Data shown
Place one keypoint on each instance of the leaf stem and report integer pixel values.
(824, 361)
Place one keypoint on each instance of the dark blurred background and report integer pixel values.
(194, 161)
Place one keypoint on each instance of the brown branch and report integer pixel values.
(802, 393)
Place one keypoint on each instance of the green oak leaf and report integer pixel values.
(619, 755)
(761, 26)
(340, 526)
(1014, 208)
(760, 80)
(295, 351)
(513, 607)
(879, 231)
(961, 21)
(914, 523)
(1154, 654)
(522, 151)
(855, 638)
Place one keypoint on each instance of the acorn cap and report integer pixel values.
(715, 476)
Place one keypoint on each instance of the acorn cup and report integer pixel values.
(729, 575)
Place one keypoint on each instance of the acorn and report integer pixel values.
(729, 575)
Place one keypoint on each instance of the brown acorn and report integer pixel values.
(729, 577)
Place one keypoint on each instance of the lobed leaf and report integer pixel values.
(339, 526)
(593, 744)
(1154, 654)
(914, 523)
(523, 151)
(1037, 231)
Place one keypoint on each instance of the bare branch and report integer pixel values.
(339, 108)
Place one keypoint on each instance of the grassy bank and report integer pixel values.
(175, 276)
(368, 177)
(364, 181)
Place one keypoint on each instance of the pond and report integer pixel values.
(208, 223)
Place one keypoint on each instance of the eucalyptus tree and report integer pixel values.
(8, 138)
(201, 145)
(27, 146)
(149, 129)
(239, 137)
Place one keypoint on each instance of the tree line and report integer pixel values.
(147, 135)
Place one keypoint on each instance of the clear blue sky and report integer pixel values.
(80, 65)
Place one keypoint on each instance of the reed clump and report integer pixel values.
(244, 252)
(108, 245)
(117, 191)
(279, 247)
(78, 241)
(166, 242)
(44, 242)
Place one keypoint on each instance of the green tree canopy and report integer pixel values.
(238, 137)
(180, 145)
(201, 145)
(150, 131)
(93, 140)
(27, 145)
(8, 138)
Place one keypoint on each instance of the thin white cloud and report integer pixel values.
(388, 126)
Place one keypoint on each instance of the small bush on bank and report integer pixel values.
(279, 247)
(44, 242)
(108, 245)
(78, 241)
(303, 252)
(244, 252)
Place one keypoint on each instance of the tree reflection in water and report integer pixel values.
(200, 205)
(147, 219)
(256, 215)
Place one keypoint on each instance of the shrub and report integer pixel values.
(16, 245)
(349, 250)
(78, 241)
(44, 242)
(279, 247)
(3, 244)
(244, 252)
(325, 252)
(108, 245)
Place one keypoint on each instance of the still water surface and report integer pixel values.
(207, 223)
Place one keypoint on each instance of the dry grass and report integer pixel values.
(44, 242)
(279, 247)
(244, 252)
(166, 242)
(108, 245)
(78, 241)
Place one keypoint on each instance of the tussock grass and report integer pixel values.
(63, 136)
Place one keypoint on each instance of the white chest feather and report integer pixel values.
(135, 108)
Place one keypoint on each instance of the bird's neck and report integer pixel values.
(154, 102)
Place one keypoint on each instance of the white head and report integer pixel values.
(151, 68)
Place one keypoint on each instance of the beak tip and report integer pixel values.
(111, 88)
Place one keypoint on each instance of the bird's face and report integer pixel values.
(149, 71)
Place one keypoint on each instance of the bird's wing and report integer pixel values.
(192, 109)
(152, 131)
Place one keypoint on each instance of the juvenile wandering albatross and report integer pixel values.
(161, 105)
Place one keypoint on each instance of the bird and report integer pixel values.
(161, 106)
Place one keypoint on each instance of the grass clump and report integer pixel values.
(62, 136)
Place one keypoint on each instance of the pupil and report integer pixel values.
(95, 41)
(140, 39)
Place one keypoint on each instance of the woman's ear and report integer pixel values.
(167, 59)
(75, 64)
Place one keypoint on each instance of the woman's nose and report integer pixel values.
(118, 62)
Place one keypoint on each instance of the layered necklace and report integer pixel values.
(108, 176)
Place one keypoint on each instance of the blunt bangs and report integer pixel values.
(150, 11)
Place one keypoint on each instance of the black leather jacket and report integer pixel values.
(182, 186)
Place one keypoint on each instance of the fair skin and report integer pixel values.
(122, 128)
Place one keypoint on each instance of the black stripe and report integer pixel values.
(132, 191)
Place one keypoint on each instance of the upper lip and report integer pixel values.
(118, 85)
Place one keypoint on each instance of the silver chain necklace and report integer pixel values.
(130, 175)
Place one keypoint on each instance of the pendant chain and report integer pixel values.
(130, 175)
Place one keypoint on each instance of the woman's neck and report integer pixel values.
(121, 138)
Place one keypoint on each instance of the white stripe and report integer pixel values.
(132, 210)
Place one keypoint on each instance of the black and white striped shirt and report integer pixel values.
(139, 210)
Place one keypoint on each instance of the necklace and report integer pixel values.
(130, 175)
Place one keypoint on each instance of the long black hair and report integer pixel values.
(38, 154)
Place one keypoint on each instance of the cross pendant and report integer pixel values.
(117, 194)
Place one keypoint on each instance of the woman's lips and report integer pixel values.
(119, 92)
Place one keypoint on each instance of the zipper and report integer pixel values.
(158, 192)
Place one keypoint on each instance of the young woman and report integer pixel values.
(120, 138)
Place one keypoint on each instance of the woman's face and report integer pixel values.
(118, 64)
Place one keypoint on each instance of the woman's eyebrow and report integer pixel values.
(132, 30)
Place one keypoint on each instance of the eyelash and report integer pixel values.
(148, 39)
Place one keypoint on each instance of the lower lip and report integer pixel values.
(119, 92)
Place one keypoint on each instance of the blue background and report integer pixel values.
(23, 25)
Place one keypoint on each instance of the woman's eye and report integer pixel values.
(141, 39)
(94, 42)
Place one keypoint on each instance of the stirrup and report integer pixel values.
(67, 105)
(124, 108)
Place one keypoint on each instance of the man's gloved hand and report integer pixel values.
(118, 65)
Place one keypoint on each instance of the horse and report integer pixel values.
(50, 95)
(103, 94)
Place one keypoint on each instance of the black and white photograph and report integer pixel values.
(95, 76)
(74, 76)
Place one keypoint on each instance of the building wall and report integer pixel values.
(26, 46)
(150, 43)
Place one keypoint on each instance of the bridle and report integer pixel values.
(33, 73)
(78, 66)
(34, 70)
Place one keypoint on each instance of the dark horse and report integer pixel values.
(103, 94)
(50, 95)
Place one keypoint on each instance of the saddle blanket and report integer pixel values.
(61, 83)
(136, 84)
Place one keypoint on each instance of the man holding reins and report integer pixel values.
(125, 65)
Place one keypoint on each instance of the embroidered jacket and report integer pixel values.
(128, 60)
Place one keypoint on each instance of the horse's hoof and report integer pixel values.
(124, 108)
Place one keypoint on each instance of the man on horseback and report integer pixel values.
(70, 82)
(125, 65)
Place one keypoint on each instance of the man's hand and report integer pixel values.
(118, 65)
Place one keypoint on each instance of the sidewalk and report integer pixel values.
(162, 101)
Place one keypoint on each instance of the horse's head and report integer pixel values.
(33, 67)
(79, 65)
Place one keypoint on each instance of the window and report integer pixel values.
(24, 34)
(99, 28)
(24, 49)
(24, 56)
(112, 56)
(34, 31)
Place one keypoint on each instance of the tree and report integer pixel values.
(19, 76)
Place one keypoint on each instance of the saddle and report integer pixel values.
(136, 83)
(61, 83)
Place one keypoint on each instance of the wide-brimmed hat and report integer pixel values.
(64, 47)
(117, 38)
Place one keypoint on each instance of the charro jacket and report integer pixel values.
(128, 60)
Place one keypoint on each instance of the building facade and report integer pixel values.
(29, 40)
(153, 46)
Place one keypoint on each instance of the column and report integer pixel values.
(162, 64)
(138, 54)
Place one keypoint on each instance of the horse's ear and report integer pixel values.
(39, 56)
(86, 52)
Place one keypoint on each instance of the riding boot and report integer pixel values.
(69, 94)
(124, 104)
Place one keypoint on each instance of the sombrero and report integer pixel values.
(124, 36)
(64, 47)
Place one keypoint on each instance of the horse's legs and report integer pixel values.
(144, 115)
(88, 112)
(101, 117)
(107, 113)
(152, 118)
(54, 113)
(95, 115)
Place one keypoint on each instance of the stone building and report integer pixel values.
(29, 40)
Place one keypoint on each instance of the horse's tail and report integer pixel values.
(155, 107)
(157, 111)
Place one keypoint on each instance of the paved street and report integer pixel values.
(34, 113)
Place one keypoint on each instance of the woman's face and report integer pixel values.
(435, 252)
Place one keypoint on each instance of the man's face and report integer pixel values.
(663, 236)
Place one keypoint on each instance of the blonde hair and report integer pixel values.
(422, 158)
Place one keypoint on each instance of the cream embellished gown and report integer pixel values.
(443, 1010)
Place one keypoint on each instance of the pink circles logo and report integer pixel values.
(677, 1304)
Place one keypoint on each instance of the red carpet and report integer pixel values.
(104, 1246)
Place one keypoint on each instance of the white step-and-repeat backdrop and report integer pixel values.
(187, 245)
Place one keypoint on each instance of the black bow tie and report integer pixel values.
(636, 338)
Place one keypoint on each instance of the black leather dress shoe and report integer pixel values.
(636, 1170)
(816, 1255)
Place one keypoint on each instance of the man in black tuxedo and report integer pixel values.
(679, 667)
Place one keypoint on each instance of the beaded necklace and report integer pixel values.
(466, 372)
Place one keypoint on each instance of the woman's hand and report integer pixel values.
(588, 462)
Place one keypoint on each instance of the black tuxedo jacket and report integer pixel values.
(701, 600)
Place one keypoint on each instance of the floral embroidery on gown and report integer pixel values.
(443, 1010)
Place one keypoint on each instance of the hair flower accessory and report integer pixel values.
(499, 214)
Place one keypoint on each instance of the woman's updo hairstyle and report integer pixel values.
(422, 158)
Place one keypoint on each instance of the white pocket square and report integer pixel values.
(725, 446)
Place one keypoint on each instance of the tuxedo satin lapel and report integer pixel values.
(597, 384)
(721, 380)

Exercise prompt
Start at the line containing "Place one keypoint on each instance of the tuxedo" and transcribe through the end of the entries. Please keep both ends and add nothing.

Response
Place one keypoint on each instance of the tuxedo satin lapel and report integer pixel values.
(597, 384)
(721, 380)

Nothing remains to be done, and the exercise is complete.